Copy exactly the lines from the one containing "Could you point to the baby's hair" through the last line of the records, both included, and nothing more.

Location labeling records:
(begin)

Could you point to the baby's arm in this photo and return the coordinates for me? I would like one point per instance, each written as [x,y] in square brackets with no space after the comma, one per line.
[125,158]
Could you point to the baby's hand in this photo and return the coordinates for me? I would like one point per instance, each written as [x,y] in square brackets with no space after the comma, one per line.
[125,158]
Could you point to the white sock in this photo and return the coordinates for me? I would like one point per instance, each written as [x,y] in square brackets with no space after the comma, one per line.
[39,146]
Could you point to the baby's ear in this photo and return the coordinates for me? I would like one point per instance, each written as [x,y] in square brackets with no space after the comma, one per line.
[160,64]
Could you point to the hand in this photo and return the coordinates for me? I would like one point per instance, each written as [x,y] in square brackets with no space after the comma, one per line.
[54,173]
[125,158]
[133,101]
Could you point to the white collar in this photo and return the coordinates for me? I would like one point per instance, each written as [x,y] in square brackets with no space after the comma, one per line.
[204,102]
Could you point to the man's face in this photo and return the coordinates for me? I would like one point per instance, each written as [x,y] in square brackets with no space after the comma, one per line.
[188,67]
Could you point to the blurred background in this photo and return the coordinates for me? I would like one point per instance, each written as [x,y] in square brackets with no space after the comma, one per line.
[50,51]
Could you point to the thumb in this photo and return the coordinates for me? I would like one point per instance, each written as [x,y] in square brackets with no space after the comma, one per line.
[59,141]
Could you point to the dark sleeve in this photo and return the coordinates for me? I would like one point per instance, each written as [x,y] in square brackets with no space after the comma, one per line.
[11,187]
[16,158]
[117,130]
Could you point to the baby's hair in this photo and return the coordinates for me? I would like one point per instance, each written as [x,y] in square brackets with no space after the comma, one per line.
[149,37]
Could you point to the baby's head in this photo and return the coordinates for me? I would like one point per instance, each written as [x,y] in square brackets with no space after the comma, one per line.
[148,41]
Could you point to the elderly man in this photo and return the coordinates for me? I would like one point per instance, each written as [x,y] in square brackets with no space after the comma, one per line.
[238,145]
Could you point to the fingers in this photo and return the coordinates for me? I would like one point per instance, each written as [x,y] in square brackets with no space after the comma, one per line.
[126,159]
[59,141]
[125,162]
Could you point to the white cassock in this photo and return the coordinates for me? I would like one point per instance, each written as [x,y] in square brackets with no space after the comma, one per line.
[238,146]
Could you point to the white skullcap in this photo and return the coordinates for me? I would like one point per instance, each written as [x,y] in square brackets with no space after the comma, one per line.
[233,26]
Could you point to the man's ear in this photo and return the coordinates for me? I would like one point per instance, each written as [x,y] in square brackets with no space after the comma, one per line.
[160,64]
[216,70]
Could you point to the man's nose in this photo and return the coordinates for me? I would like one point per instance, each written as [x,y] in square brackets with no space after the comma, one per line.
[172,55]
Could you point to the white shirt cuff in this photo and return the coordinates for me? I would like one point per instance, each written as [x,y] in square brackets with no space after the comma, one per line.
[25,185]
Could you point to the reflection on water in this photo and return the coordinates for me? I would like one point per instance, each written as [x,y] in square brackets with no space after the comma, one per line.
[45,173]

(end)

» Result:
Could you point to the baby's hair in this photo and return the coordinates for me? I would like one point per instance, each written as [x,y] in square brackets with no space after the comma, one per line.
[149,37]
Could you point to the baby's head in this photo and return the coordinates for me? I would like one point per instance, each written as [x,y] in square brackets with no space after the comma, one per line.
[148,41]
Could you point to the elderly man in this photo and return the coordinates for me? I would like one point per instance, each written as [x,y] in square brackets with no space after the comma, one per line.
[238,145]
Could you point to the fingers in this photo and return the coordinates for me? I would like one point per instance, each written as [x,y] in square brackets with no space after the comma, one per line.
[126,159]
[59,141]
[125,162]
Could you point to the white cassock in this photo and return the coordinates for me? I would like one point per instance, each written as [x,y] in square brackets with no space after the comma, one per line.
[238,146]
Could you point to the white skullcap in this photo and return the coordinates for me? I would like one point per instance, each written as [x,y] in square brackets with no space after the comma, one per line.
[233,26]
Could you point to the man's ear in this photo and return the coordinates for me? I would like one point per instance, each written as [x,y] in square brackets with no space after the comma, one per line.
[160,64]
[216,70]
Could you point to the man's nose in this photo and return the coordinates for me? I would like one point per instance, each written as [x,y] in square brackets with no space after the comma, one per line.
[172,55]
Could you point to the white shirt cuff in this photo and return the coordinates for me? I would like one point per instance, each written as [x,y] in square brackets with no space after the comma, one per line.
[25,185]
Could you point to the reflection on water in this photo and return the coordinates for me? I would like one point per instance, each written as [x,y] in square brackets with no space after the comma, one per line.
[45,173]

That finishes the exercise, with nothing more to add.